[Start of Attachment]

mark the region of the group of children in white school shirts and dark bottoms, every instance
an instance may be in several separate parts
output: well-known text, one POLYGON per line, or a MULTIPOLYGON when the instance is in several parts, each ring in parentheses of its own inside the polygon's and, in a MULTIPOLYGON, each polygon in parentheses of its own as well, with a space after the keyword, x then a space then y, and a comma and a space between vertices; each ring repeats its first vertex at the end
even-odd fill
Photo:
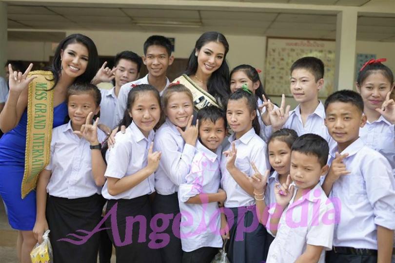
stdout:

[End of Attachment]

**What you need to do**
State the number of lines in the listing above that include "parts", and add nothing else.

**Response to the task**
2